• [Textauszug]
Serviert von Dieter R. Doden
Liebe Leserinnen und Leser,
man mag es gar nicht recht glauben, es ist schon wieder September. 2022 geht ins Land, wo ist nur der Sommer geblieben? Ich habe den Eindruck, die Jahre werden immer kürzer. Liegt es daran, dass man älter wird? Oder weil das Leben um uns herum immer schneller zu werden droht? Da ist Gegensteuern angesagt. Mit einem guten Buch kann man übrigens wunderbar die Zeit stoppen. Wenn schon nicht anhalten, so doch ein wenig verlangsamen. Probieren Sie es einmal aus. Gerade die nun vor uns liegenden Herbstabende laden dazu ein.

(Gesammelte Daten)
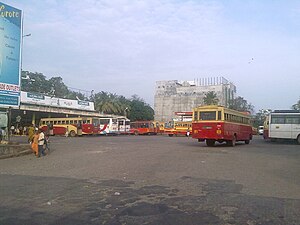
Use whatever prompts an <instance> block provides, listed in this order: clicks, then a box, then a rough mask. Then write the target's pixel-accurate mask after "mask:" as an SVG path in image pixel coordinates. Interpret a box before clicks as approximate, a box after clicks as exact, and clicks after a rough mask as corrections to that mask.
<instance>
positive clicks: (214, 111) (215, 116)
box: [199, 111, 216, 120]
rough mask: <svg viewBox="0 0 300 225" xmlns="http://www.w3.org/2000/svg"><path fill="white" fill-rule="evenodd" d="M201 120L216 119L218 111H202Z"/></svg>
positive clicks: (200, 119) (200, 114) (201, 112)
mask: <svg viewBox="0 0 300 225" xmlns="http://www.w3.org/2000/svg"><path fill="white" fill-rule="evenodd" d="M199 119H200V120H216V111H207V112H200V116H199Z"/></svg>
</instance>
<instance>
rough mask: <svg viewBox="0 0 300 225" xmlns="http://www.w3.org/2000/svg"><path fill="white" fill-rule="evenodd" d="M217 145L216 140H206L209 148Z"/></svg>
mask: <svg viewBox="0 0 300 225" xmlns="http://www.w3.org/2000/svg"><path fill="white" fill-rule="evenodd" d="M215 143H216V142H215V140H210V139H207V140H206V145H207V146H209V147H213V146H215Z"/></svg>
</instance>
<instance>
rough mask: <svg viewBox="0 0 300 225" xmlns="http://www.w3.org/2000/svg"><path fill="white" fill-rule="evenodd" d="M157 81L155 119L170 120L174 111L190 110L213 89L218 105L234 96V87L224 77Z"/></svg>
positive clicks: (197, 103)
mask: <svg viewBox="0 0 300 225" xmlns="http://www.w3.org/2000/svg"><path fill="white" fill-rule="evenodd" d="M202 83H203V84H199V82H195V81H181V82H179V81H177V80H170V81H157V82H156V87H155V96H154V112H155V120H157V121H170V120H172V118H174V116H175V115H174V113H175V112H182V111H192V109H193V108H194V107H197V106H199V105H203V98H204V96H205V94H206V93H207V92H209V91H214V92H215V93H216V94H217V98H218V99H219V105H224V106H227V105H228V101H229V100H230V99H232V98H233V97H235V94H236V87H235V86H234V85H233V84H232V83H230V82H228V81H227V80H226V79H225V78H222V79H219V78H209V79H207V80H204V81H202Z"/></svg>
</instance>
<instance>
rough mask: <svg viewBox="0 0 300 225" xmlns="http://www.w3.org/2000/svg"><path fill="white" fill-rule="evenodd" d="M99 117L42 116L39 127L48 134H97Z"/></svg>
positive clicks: (70, 135)
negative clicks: (42, 116) (73, 117)
mask: <svg viewBox="0 0 300 225" xmlns="http://www.w3.org/2000/svg"><path fill="white" fill-rule="evenodd" d="M98 121H99V119H98V118H93V117H88V118H87V117H84V118H81V117H74V118H42V119H41V122H40V129H42V130H43V131H44V132H49V134H50V135H66V134H68V135H70V136H81V135H89V134H99V132H100V125H99V122H98Z"/></svg>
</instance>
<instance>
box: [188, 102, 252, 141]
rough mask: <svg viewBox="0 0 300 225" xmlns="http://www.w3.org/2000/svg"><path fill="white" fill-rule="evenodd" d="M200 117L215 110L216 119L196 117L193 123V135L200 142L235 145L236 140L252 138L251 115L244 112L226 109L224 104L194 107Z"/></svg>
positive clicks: (192, 126) (193, 118) (242, 140)
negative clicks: (214, 105) (203, 141)
mask: <svg viewBox="0 0 300 225" xmlns="http://www.w3.org/2000/svg"><path fill="white" fill-rule="evenodd" d="M194 110H195V111H196V112H197V114H196V115H195V117H197V118H198V114H200V113H213V112H215V115H216V117H215V119H214V120H213V119H209V120H207V121H206V120H205V119H199V118H198V119H195V118H193V123H192V137H193V138H195V139H198V141H199V142H201V141H206V144H207V145H208V146H214V144H215V142H219V143H222V142H227V144H228V145H231V146H234V145H235V143H236V141H245V143H246V144H249V143H250V140H252V126H251V124H250V121H251V120H250V116H249V115H245V114H244V113H242V112H238V111H235V110H231V109H226V108H224V107H222V106H202V107H198V108H195V109H194Z"/></svg>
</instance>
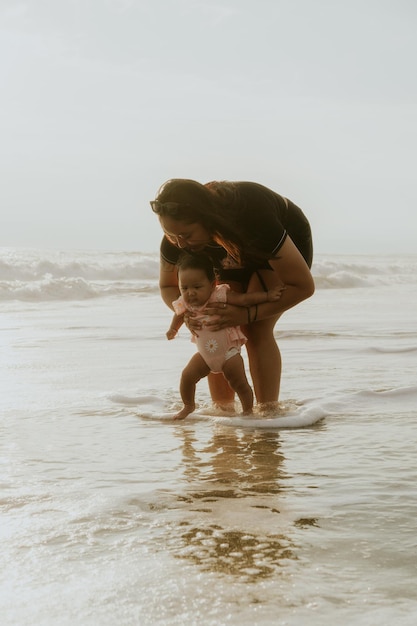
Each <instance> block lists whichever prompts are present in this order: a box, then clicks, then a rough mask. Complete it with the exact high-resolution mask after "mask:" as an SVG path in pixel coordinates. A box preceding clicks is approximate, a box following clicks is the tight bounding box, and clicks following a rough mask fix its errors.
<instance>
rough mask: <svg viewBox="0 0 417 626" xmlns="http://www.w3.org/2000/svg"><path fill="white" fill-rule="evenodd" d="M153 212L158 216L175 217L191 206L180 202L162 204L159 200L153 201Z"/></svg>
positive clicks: (152, 200) (149, 203) (152, 205)
mask: <svg viewBox="0 0 417 626" xmlns="http://www.w3.org/2000/svg"><path fill="white" fill-rule="evenodd" d="M149 204H150V205H151V208H152V211H153V212H154V213H156V214H157V215H171V216H172V217H175V216H176V215H178V214H179V213H180V212H181V210H182V209H184V208H185V207H188V206H190V205H189V204H181V203H180V202H160V201H159V200H151V201H150V203H149Z"/></svg>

• [Zu erledigen]
[a] Kannst du aus dem Grußwort an die Leserinnen und Leser alles von „Serviert von Dieter“ bis hinunter zu „laden dazu ein.“ wortgetreu abschreiben?
[b] Wie lauten die Zeilen der gesammelten Daten von ihrem Anfang bis hinunter zur Zeile mit „box: [199, 111, 216, 120]“, wenn darin „rough mask“ durch „coarse mask“ ersetzt wird und alles andere unverändert bleibt? Gib nur diese Zeilen wieder und lass die Bilder weg.

• [Gelöste Aufgaben]
[a]
Serviert von Dieter R. Doden
Liebe Leserinnen und Leser,
man mag es gar nicht recht glauben, es ist schon wieder September. 2022 geht ins Land, wo ist nur der Sommer geblieben? Ich habe den Eindruck, die Jahre werden immer kürzer. Liegt es daran, dass man älter wird? Oder weil das Leben um uns herum immer schneller zu werden droht? Da ist Gegensteuern angesagt. Mit einem guten Buch kann man übrigens wunderbar die Zeit stoppen. Wenn schon nicht anhalten, so doch ein wenig verlangsamen. Probieren Sie es einmal aus. Gerade die nun vor uns liegenden Herbstabende laden dazu ein.

[b]
Use whatever prompts an <instance> block provides, listed in this order: clicks, then a box, then a coarse mask. Then write the target's pixel-accurate mask after "mask:" as an SVG path in image pixel coordinates. Interpret a box before clicks as approximate, a box after clicks as exact, and clicks after a coarse mask as corrections to that mask.
<instance>
positive clicks: (214, 111) (215, 116)
box: [199, 111, 216, 120]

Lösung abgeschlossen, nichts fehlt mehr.